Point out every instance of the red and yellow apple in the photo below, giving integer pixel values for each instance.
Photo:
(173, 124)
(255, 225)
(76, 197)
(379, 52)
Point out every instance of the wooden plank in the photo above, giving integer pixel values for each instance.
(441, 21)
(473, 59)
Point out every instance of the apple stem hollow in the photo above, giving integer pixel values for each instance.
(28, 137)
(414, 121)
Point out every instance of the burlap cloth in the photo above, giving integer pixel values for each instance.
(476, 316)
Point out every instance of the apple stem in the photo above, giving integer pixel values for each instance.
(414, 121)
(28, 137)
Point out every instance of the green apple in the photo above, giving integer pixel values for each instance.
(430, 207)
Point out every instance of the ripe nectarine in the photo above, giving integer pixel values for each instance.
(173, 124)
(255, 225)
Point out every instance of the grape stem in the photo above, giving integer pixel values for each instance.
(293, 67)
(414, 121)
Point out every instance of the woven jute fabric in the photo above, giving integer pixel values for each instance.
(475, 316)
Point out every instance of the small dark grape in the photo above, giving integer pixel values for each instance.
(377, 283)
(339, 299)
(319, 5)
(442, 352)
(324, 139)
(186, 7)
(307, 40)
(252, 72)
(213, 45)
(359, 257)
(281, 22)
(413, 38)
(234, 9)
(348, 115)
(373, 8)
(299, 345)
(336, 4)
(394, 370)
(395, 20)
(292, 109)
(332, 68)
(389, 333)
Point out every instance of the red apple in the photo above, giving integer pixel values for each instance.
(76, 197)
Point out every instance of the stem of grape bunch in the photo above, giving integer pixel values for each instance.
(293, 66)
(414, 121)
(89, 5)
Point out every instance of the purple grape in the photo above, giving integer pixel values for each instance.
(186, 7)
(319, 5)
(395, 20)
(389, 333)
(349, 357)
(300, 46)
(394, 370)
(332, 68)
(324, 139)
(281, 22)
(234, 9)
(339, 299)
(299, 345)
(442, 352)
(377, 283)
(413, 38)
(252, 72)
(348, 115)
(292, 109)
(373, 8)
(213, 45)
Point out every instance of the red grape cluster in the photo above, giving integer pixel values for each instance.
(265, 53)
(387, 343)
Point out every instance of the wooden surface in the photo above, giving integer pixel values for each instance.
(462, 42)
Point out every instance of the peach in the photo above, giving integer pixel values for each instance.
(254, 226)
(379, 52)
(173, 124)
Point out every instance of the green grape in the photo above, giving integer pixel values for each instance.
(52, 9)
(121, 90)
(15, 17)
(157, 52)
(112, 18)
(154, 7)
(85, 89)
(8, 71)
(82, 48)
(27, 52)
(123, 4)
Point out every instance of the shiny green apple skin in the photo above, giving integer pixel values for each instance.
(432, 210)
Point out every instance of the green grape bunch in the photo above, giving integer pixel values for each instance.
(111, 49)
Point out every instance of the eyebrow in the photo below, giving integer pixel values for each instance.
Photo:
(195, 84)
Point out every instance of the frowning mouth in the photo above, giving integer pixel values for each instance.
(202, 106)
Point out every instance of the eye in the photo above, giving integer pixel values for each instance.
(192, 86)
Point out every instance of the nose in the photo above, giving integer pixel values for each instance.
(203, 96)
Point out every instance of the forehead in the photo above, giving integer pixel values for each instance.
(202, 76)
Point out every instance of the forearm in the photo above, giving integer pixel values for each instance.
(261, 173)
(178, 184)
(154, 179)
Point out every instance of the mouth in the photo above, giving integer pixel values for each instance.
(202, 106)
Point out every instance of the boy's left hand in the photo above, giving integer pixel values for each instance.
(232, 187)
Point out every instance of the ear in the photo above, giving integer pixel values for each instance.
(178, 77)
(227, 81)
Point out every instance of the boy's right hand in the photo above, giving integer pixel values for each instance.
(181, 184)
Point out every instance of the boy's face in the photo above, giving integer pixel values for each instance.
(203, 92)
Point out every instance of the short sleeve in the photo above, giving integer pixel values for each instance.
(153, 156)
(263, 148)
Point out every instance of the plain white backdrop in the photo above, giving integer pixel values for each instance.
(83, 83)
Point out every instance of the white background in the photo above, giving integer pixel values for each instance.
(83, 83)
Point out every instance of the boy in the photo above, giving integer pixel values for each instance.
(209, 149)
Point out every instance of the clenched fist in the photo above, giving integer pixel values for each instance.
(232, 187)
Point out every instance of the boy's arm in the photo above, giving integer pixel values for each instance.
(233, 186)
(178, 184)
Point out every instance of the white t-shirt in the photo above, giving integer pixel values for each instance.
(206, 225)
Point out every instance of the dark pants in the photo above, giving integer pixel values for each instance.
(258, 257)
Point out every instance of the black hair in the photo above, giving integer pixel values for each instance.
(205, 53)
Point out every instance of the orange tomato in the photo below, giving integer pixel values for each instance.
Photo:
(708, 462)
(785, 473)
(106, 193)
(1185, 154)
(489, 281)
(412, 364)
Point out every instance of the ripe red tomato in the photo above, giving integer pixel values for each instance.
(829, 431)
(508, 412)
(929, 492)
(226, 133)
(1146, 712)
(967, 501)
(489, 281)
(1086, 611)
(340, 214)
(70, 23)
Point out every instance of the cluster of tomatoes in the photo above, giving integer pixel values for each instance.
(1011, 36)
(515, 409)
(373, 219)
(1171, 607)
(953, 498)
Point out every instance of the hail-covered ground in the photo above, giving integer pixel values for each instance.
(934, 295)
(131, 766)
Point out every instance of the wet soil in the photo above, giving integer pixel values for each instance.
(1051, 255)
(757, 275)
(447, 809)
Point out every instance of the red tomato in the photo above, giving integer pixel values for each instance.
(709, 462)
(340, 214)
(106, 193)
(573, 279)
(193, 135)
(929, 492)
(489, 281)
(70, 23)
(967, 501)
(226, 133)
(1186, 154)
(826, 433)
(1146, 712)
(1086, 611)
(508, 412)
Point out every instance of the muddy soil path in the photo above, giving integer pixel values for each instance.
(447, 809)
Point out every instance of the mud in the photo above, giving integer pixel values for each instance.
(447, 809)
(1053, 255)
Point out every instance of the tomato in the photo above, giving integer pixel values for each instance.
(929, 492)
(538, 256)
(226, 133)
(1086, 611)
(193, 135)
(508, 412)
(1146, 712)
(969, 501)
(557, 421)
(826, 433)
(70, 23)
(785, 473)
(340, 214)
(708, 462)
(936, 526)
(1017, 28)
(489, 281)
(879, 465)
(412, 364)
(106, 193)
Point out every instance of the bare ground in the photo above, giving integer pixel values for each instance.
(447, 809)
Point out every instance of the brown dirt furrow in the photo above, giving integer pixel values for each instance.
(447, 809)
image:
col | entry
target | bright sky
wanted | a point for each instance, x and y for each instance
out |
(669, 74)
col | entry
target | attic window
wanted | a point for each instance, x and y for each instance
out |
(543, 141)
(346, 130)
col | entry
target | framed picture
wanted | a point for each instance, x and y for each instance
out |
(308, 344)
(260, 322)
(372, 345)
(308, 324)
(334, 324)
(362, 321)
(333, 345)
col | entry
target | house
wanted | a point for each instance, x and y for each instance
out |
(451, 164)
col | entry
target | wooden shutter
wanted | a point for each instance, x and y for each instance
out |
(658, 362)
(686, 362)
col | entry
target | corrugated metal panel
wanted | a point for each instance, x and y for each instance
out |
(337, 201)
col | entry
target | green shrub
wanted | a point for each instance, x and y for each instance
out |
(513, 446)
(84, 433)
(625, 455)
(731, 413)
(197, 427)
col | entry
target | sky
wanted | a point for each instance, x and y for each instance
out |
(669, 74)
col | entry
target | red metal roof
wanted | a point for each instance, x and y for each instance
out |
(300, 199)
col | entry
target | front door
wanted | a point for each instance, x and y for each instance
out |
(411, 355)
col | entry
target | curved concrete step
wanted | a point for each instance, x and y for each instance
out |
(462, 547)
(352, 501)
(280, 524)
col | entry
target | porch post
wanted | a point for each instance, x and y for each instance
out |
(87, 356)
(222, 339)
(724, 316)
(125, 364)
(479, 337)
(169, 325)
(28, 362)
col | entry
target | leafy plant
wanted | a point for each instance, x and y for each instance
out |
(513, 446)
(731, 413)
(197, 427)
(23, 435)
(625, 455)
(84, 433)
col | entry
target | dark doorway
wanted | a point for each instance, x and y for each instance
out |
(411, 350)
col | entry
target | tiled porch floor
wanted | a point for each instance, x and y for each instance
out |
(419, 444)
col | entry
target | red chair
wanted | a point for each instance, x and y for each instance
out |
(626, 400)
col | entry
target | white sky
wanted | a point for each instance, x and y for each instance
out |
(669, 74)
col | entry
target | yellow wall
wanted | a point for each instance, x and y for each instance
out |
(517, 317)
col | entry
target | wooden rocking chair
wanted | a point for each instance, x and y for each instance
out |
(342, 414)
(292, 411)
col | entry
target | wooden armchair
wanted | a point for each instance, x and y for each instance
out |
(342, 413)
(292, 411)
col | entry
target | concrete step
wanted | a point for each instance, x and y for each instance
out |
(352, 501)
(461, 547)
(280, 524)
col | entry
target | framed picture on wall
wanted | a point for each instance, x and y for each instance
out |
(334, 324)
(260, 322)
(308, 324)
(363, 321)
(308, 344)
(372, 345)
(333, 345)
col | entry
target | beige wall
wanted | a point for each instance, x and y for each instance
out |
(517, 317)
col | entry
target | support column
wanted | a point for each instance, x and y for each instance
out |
- - - - - - -
- Problem statement
Identify and extract each line of the listing that contains "picture".

- Response to this exercise
target | framed picture
target | framed picture on wall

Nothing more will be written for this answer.